Georgia doesn't put its landlord disclosure duties in one tidy statute — it scatters them across O.C.G.A. Title 44, Chapter 7, and the 2024 Safe at Home Act (HB 404, effective July 1, 2024) added several more. A compliant Georgia residential lease has to surface the owner's identity, the property's flood history, where the security deposit is held, and a move-in condition list — and, since the 2024 reforms, respect a new statutory deposit cap. This is the checklist, statute by statute.
The required-disclosure checklist
1. Owner or authorized-agent identity — O.C.G.A. § 44-7-3. Before or at the start of the tenancy, the landlord must disclose in writing the name and address of the owner (or the person authorized to manage the premises and to receive notices and demands). If that information changes, it has to be updated within 30 days. This one applies to every Georgia landlord — there's no small-landlord carve-out.
2. Flood history — O.C.G.A. § 44-7-20. If the unit has flooded at least three times in the previous five years, the landlord must disclose that in writing before the lease is signed. Also universal — no exemption.
3. Security-deposit escrow location — O.C.G.A. § 44-7-31. A landlord who takes a deposit must hold it in an escrow account in a state- or federally-regulated institution and tell the tenant where. The alternative is a surety bond under O.C.G.A. § 44-7-32. This duty is subject to the small-landlord exemption below.
4. Move-in condition list — O.C.G.A. § 44-7-33. Before the tenant hands over the deposit, the landlord must give a written list of existing damage, and the tenant has the right to inspect the premises to confirm it. This list is what protects both sides at move-out. Also subject to the exemption.
5. Lead-based paint — federal. For any dwelling built before 1978, the federal lead-paint disclosure and EPA pamphlet are required regardless of state law.
The small-landlord exemption (§ 44-7-36) — the part that trips people up
Here's the nuance that catches Georgia landlords: O.C.G.A. § 44-7-36 exempts a natural person who owns ten or fewer rental units and manages them personally from the escrow-account, surety-bond, move-in-list, and related requirements (§§ 44-7-31, 44-7-32, 44-7-33, 44-7-35).
Two traps live inside that exemption:
- Hiring a manager destroys it. The moment you use a third-party management company — even for a single unit — the exemption is gone and every one of those duties snaps back on.
- It's narrow. The exemption only covers the deposit-mechanics statutes. The universal disclosures still apply to everyone: owner/agent identity (§ 44-7-3), flood history (§ 44-7-20), the new deposit cap (§ 44-7-30.1), and the implied warranty of habitability (§ 44-7-13).

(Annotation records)
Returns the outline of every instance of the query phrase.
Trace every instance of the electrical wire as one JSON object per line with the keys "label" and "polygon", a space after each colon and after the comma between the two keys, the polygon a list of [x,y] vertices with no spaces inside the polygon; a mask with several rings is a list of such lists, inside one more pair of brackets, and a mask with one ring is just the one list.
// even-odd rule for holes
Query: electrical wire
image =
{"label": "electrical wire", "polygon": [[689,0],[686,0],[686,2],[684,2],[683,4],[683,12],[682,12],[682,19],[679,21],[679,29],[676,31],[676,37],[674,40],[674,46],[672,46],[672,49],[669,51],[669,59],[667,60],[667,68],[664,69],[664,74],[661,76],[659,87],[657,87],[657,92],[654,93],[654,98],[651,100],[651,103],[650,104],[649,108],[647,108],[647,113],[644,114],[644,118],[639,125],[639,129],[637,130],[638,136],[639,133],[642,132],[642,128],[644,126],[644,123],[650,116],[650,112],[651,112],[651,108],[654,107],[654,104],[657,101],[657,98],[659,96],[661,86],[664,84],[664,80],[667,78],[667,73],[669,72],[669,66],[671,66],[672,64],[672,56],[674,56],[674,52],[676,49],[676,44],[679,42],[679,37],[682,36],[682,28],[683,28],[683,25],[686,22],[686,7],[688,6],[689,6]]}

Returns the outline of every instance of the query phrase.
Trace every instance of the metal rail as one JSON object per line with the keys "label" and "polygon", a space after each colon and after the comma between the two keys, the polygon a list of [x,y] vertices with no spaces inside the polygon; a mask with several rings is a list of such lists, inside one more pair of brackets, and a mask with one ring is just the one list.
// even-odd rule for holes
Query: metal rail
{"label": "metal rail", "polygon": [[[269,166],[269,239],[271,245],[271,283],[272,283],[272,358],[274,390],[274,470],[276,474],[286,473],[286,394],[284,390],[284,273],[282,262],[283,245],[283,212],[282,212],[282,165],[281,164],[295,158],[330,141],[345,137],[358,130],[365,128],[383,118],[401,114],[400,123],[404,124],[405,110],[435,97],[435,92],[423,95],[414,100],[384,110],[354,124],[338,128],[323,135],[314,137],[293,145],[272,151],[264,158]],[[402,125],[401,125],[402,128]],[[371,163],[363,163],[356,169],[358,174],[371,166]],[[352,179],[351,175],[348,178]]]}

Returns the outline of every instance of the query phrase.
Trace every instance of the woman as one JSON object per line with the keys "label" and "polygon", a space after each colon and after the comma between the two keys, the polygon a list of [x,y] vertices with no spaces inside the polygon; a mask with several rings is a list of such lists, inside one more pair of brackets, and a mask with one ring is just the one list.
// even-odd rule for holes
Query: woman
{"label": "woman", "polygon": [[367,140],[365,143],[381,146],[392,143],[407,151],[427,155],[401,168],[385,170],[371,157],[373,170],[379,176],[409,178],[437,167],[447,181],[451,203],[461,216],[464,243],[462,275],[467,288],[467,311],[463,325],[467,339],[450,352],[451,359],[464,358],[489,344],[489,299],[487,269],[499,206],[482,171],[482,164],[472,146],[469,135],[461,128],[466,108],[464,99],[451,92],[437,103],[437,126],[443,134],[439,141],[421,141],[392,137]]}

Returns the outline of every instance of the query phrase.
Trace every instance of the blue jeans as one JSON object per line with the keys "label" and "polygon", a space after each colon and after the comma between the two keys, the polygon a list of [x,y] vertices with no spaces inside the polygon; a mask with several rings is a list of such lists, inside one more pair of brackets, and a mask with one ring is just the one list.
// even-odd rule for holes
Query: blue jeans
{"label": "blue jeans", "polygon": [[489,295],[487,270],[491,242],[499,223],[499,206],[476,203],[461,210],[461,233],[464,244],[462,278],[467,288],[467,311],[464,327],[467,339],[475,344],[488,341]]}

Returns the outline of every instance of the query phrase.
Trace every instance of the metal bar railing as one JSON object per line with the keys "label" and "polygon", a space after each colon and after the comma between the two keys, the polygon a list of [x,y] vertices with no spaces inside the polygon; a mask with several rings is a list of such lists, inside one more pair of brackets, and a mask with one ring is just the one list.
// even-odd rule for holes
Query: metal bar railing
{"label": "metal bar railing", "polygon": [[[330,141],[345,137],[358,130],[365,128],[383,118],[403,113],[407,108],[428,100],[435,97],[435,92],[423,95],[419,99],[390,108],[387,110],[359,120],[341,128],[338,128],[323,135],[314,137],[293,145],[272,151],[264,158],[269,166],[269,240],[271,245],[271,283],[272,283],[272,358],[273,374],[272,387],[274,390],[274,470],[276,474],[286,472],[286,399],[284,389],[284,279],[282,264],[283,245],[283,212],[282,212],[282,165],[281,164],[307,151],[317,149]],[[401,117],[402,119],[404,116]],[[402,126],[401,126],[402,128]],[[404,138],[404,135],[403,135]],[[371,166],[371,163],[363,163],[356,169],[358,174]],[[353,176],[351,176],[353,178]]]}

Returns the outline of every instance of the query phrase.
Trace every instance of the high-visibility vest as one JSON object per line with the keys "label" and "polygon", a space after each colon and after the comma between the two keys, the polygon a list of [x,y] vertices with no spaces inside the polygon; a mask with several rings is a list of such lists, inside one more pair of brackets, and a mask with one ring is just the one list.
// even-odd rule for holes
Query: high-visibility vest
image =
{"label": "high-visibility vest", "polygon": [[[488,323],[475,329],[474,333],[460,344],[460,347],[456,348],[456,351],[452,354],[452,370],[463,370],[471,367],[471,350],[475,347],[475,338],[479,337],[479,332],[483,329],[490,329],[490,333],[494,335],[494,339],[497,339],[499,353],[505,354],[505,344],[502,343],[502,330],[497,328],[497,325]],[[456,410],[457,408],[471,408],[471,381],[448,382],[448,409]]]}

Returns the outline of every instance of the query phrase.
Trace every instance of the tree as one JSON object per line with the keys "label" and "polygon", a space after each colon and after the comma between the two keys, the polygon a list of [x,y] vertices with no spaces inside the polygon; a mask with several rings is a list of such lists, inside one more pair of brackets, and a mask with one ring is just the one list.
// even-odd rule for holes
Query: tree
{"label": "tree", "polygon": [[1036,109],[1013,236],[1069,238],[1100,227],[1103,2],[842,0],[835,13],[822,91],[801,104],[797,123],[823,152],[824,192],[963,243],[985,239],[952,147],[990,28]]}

Instructions for the task
Print the part of the text on Georgia landlord disclosures that opens with the words containing "3. Security-deposit escrow" and closes with "small-landlord exemption below.". Copy it exactly, changing nothing.

Finished exercise
3. Security-deposit escrow location — O.C.G.A. § 44-7-31. A landlord who takes a deposit must hold it in an escrow account in a state- or federally-regulated institution and tell the tenant where. The alternative is a surety bond under O.C.G.A. § 44-7-32. This duty is subject to the small-landlord exemption below.